Ausgangstext =>
++++++++++

Eine intensive Kooperation gibt es von Beginn an mit dem Partnerfestival Peter de Grote in und um Groningen. In diesem Jahr bestreitet das Noord Nederlands Orkest aus Groningen unter der Leitung von Per Otto Johansson mit Sängerin Fay Claassen die Gezeiten-Classixx im Routenzugbahnhof im Volkswagen Werk Emden. Programmänderungen sind dort in diesem Jahr nicht zu erwarten.
Mit Hingabe und Begeisterung gibt es mit dem Jungen Philharmonischen Orchester Niedersachsen (JPON) einen stürmischen Abschluss in der Reithalle des Polderhofes – Friesenpferdegestüt Brümmer in Bunderhee.
Matthias Kirschnereit bedankte sich zum Abschluss seines kurzweiligen Monologs ausdrücklich bei den zahlreichen Förderern aus der Region, die die Gezeitenkonzerte erst ermöglichten. Das Festival werde von der Basis getragen, was sich auch an der Mitgliederzahl des Freundeskreises festmachen lasse, der zurzeit mehr als 430 Mitglieder umfasse. Er freue sich darauf, die Region („Nordsee macht mich glücklich!“) mit Musik zu erfüllen und für beglückende, schöne und bereichernde Momente zu sorgen. Auch der Presse galt sein Dank für die wohlwollende, aber auch kritische Begleitung der Gezeitenkonzerte. Sein Traum seien 32 sehr gut besuchte Konzerte, am liebsten wären sie ihm alle ausverkauft.
Im Anschluss blieb Rico Mecklenburg noch der Dank an das bewährte Organisations-Team des Landschaftsforums, dem er viel Kraft für diese anstrengenden acht Wochen im Sommer wünschte, in denen es ja quasi Tag und Nacht im Einsatz sei.
Dann übergab er das Wort an Thomas Weiss, Vorstandsvorsitzenden der Ostfriesischen Landschaftlichen Brandkasse, die Hauptförderin und verlässlicher Partner der Gezeitenkonzerte ist.
Thomas Weiss erklärte, dass das Selbstverständnis der Gezeitenkonzerte, die Bewahrung der Tradition mit Blick auf die Zukunft gleichzeitig dem genetischen Code der Brandkasse entspreche. So leisten beide Gutes für die Region. Er persönlich könne es kaum erwarten, dass es wieder losgehe! Die Gezeitenkonzerte bewiesen seiner Meinung nach spürbar Mut, indem sie immer wieder experimentierten und damit die eingefahrenen Bahnen verließen, so sein Statement. Und diese Anfassbarkeit der Musiker durch die kleinen, intimen Räume und die Künstler, die sich ganz und gar mit ihrer Musik dem Publikum hingäben, sodass der Funke überspringe, seien ein guter Grund, weiterhin auf die Tradition zu bauen.

++++++++++

Aufgabenstellung 1 => Suchen Sie aus den Zeilen unten jede heraus, die das Wort „wing“ enthält, und schreiben Sie diese Zeilen ab.

++++++++++

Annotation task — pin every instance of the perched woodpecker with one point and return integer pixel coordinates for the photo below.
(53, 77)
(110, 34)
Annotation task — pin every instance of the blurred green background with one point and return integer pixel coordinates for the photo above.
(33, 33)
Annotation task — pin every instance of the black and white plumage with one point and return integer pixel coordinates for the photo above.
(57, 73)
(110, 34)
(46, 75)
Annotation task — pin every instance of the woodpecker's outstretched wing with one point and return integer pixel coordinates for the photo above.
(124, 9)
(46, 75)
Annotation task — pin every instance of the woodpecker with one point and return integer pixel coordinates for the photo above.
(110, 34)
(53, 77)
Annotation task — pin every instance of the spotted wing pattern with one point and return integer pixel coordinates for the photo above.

++++++++++

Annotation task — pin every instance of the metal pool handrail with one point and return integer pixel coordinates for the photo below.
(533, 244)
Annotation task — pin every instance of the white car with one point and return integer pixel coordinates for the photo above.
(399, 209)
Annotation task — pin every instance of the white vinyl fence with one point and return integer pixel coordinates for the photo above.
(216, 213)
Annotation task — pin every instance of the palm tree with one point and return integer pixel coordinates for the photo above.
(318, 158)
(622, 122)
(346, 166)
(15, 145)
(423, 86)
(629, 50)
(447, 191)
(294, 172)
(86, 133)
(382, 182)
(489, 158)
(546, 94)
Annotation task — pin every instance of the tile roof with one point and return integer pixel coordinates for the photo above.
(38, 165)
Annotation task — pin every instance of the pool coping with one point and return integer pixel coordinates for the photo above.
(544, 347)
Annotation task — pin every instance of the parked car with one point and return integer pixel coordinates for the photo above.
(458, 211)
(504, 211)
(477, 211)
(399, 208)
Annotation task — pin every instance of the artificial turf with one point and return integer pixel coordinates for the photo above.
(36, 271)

++++++++++

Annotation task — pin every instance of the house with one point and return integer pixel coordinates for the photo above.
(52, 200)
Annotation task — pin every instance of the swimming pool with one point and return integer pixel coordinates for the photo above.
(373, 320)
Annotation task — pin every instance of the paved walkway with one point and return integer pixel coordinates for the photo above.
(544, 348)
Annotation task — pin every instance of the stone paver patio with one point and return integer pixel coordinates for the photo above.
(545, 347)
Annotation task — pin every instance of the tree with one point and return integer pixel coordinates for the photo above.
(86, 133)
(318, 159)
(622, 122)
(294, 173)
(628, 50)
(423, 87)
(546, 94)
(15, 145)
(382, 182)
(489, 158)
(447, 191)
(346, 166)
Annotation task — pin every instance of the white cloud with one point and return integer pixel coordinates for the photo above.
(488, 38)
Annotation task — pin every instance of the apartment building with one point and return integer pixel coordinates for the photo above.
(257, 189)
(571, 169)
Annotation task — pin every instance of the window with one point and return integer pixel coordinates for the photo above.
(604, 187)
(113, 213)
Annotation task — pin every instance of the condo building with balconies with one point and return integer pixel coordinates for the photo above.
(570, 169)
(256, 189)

++++++++++

Aufgabenstellung 2 => Schreiben Sie die Fortsetzung des Textes über die Gezeitenkonzerte, beginnend nach seinem letzten Satz.

Schriftliche Antwort 1 =>
Annotation task — pin every instance of the woodpecker's outstretched wing with one point and return integer pixel coordinates for the photo above.
Annotation task — pin every instance of the spotted wing pattern with one point and return integer pixel coordinates for the photo above.

Schriftliche Antwort 2 =>
Auch 2017 wird die TONALi-Tour weitergehen. Aktuell wird noch nach Partnerschulen gesucht, in denen Schülermanager ausgebildet werden, die dann eigenständig Konzerte mit TONALi-Künstlern organisieren.
Rico Mecklenburg wurde nun schon seit drei Jahren von der Stadt Wiesmoor belagert, wann es denn endlich dort Gezeitenkonzerte gebe. Sogar in der Rede zu einer Ausstellungseröffnung nahm Bürgermeister Völler noch einmal Bezug darauf. Und die Sponsoren hat die Stadt dann auch gleich mitgebracht. Genauso war es auch in Neustadtgödens und Suurhusen, wo die Kirchengemeinden sich um die Sponsorenakquise gekümmert haben. Der Landschaftspräsident bemerkte, dass allerdings die Anzahl der Gezeitenkonzerte auch künftig auf die Zahl 32 begrenzt sei, was natürlich dazu führe, dass manche Spielstätten warten oder auch mal aussetzen müssten, was zu Enttäuschungen führe – sogar bei Förderern.
Dirk Lübben, organisatorischer Leiter des Festivals, erklärte, dass wir in diesem Jahr sehr früh mit dem Programm auf den Markt kommen konnten, zur eigenen Überraschung des Teams. Die Fristen für die Förderanträge seien rechtzeitig gewahrt worden, wodurch auch die Zusagen früher erfolgen konnten. Dann blieb das gefühlt ewig währende Puzzle-Spiel, welcher Künstler an welchem Spielort auftreten könne und wer das Gezeitenkonzert fördere.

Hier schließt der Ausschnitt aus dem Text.